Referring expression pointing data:

______________________________

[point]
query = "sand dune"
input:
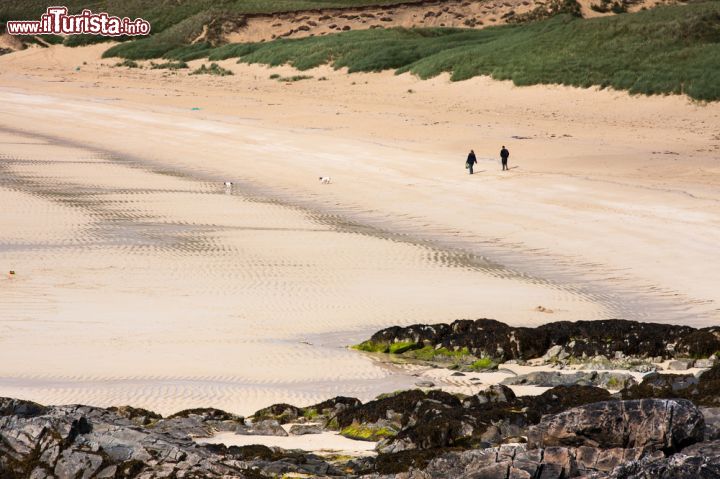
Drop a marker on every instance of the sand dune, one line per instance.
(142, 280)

______________________________

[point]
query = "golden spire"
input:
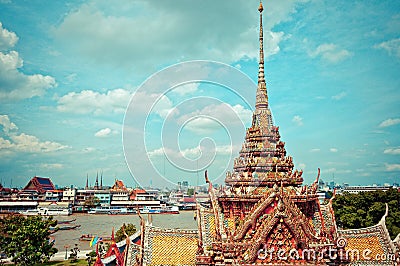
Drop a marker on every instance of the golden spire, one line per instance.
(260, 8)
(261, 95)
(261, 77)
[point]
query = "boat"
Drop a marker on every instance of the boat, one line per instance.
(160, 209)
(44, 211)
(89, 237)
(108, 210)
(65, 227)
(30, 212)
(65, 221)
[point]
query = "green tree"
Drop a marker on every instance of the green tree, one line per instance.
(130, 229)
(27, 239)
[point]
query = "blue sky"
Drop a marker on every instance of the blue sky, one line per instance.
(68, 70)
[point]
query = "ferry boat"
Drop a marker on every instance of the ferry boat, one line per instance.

______________________________

PROBLEM DESCRIPTION >>
Please state how many lines in the records contain the word "query", and give only that number.

EXPECTED ANSWER >>
6